▸ **Extract**:
☆ ☆ ☆ ☆ ☆

# the first yiff video of the history



## Lambat (Sep 16, 2009)

which one do you thin that is the first video of yiff in the history?, any link?


----------



## Devious Bane (Sep 16, 2009)

I know one from the 1970s, some cat who's name I forgot.
It was a cartoon/movie that had 2 or 3 parts.


----------



## Dementiality (Sep 16, 2009)

What is that woman doing to that pig in the back room?

http://www.youtube.com/watch?v=3p-fhV5jgpA  don't worry, it's clean Unless you have a dirty imagination


----------



## Grimfang (Sep 17, 2009)

Moving this to the Den I guess, since it's not exactly a Site Discussion issue.



Dementiality said:


> What is that woman doing to that pig in the back room?
> 
> http://www.youtube.com/watch?v=3p-fhV5jgpA  don't worry, it's clean Unless you have a dirty imagination



wow.. that's really fucking creepy.


----------



## Modern Fe9 (Sep 17, 2009)

Devious Bane said:


> I know one from the 1970s, some cat who's name I forgot.
> It was a cartoon/movie that had 2 or 3 parts.



you are referring to the movie *Baigi the Monster of Mighty Nature*


----------



## Stawks (Sep 17, 2009)

☆ ☆ ☆ ☆ ☆

▸ **Provided records**:

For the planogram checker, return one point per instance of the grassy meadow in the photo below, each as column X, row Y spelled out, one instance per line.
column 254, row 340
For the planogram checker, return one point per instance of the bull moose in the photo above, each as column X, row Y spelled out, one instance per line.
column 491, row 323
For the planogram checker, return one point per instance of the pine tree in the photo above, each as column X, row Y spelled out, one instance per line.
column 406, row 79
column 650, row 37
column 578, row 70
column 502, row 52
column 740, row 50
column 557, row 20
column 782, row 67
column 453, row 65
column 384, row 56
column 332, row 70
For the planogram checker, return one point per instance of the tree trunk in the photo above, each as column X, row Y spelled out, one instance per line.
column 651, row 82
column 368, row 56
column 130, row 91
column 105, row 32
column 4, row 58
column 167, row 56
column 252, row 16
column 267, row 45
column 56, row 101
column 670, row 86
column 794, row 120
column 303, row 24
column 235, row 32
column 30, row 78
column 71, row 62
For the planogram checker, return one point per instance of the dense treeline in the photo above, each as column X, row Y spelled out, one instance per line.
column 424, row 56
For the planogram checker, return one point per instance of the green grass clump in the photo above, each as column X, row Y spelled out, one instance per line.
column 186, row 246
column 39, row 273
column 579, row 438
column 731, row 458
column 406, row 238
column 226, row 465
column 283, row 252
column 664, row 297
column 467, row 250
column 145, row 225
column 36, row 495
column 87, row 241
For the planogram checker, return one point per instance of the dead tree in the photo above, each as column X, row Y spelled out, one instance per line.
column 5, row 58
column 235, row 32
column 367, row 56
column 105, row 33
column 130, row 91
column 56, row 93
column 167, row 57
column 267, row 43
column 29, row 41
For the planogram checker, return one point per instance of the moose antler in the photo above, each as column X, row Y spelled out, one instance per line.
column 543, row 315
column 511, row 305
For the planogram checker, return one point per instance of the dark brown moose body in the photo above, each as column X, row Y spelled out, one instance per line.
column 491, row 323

☆ ☆ ☆ ☆ ☆

▸ **List of tasks**:
A. In the forum thread, where does Grimfang say he is moving the thread?
B. Copy word for word the stretch of the forum thread from "## Dementiality (Sep" through "Grimfang (Sep 17, 2009)".

▸ **The answers**:
A. To the Den.

B.
## Dementiality (Sep 16, 2009)

What is that woman doing to that pig in the back room?

http://www.youtube.com/watch?v=3p-fhV5jgpA  don't worry, it's clean Unless you have a dirty imagination


----------



## Grimfang (Sep 17, 2009)